[Instructions to follow] Establish how many lines in the material include the string "sheet" and report it as a lone number.

[Data section]
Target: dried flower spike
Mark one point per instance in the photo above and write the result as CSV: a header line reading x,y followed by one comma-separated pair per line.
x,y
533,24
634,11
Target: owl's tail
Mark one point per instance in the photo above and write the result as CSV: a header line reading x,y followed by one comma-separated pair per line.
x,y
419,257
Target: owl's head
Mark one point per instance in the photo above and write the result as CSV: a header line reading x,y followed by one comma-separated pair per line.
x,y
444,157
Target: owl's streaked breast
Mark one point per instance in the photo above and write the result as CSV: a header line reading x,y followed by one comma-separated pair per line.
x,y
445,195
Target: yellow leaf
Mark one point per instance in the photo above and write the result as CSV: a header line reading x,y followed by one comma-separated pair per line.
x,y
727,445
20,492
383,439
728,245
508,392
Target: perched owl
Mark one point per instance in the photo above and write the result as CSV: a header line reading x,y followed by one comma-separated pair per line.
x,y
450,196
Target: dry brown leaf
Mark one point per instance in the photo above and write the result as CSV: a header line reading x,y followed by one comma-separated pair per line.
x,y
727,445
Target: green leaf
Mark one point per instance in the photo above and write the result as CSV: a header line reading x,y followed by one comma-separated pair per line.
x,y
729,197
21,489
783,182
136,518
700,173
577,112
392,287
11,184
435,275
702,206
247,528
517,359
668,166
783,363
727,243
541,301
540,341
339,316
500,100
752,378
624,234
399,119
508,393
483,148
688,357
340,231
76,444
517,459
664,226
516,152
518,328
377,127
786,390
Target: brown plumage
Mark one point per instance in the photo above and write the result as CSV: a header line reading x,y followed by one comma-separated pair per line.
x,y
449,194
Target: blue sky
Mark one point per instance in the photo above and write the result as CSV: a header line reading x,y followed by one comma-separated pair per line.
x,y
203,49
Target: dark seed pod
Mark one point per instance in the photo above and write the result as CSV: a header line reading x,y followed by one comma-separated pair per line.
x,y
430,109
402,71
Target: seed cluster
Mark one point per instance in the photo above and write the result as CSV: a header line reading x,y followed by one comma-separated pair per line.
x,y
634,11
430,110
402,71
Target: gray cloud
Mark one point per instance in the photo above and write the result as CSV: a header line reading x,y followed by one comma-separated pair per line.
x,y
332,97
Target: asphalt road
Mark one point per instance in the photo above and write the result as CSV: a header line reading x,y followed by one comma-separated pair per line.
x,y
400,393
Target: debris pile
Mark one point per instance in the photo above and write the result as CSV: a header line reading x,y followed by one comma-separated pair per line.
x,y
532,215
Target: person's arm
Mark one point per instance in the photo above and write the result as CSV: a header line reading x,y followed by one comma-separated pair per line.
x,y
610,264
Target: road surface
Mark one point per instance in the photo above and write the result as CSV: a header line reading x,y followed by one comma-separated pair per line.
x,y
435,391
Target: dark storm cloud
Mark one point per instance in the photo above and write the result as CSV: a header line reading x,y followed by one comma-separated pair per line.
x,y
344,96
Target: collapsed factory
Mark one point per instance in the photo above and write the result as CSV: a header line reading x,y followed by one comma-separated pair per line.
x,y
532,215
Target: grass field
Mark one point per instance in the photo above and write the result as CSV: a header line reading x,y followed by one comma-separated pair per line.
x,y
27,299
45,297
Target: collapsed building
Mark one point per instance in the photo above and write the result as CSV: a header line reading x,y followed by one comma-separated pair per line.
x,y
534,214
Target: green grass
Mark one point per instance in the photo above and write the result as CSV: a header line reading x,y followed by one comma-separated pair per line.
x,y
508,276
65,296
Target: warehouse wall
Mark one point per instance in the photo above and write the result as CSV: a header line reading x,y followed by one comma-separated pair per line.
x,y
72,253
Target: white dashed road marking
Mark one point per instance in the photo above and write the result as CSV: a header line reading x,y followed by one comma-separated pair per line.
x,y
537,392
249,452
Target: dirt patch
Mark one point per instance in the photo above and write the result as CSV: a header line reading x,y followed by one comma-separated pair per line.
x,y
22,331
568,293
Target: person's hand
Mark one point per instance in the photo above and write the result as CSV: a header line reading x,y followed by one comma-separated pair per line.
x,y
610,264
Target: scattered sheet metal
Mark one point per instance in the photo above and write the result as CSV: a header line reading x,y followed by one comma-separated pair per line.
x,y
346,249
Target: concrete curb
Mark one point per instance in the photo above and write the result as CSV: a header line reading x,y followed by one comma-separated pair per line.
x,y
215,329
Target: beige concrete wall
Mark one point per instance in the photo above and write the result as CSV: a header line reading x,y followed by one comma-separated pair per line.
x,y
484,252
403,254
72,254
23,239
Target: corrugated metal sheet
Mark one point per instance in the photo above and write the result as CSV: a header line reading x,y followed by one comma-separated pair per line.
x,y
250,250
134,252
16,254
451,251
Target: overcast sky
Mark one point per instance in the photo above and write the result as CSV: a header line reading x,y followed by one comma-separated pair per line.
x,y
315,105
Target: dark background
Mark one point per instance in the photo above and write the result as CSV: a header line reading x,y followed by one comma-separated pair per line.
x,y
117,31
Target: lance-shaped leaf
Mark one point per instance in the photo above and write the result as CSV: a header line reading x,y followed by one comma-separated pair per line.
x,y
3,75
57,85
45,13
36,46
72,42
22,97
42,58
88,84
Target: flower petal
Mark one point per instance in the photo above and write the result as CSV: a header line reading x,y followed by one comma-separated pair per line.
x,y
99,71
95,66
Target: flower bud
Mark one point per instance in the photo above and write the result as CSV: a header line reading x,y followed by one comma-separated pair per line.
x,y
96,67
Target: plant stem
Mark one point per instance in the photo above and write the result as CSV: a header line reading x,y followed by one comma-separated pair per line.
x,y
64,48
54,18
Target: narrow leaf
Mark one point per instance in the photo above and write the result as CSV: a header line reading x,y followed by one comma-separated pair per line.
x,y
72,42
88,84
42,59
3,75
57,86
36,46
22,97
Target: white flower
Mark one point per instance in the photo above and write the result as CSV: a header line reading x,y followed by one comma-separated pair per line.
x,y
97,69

[Task answer] 2